▸ **THE TASKS**:
1) List the variables that the rasterization text says barycentric coordinates could be used to interpolate, beyond the z-coordinate.
2) Please return, word for word, the part of the rasterization text that opens with the words containing "Perspective Correct Interpolation" and closes with "essential for texturing.".
#### TEXT PROVIDED ####
Rasterization

Perspective Correct Interpolation and Vertex Attributes

Reading time: 18 mins.

Interpolating Vertex Attributes

As mentioned in the previous chapter, barycentric coordinates can be used to interpolate any variables at the triangle vertex positions. So far, we have used them to find the z-coordinate of the point on the 2D triangle that projects to the pixel center. However, as we just said, we could, in principle, use them to interpolate any other variable—be it the triangle vertices themselves, colors, normals, or texture coordinates, which are essential for texturing.

Calculating the color of the point on the 3D triangle that projects to the pixel center, its normal, or its texture coordinates is required if you want to later shade that point, which generally involves determining its color (and opacity). This color is a combination of its intrinsic base color and the point's orientation, defined by its normal, which determines how much light from the environment it reflects back to the camera. Note that the color of the point can either be a constant color or come from a texture, in which case being able to properly interpolate texture coordinates is essential. This process is explained in the lesson on texturing. Data attached to the triangle vertices are generally called primitive variables or vertex attributes.

Vertex shading is a technique that consists of only rendering the shading at the triangle vertex locations. For instance, one might calculate the result of the lighting at the triangle vertex positions, store them alongside the vertices, and then evaluate any point on the triangle surface during the shading stage by interpolating these calculations. While this method isn't used much anymore, it was notably popular in the 1990s and early 2000s in video games, as it required fewer calculations, thereby saving computational resources to achieve real-time performance.
#### INFORMATION SUPPLIED ####
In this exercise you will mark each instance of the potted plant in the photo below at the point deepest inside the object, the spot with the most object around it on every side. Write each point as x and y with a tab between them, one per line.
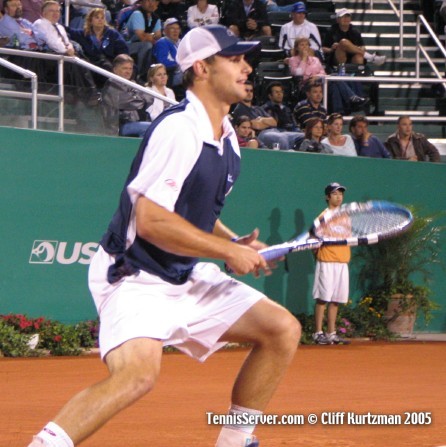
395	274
####
▸ **SOLUTIONS TO THE TASKS**:
1)
- the triangle vertices themselves
- colors
- normals
- texture coordinates

2)
Perspective Correct Interpolation and Vertex Attributes

Reading time: 18 mins.

Interpolating Vertex Attributes

As mentioned in the previous chapter, barycentric coordinates can be used to interpolate any variables at the triangle vertex positions. So far, we have used them to find the z-coordinate of the point on the 2D triangle that projects to the pixel center. However, as we just said, we could, in principle, use them to interpolate any other variable—be it the triangle vertices themselves, colors, normals, or texture coordinates, which are essential for texturing.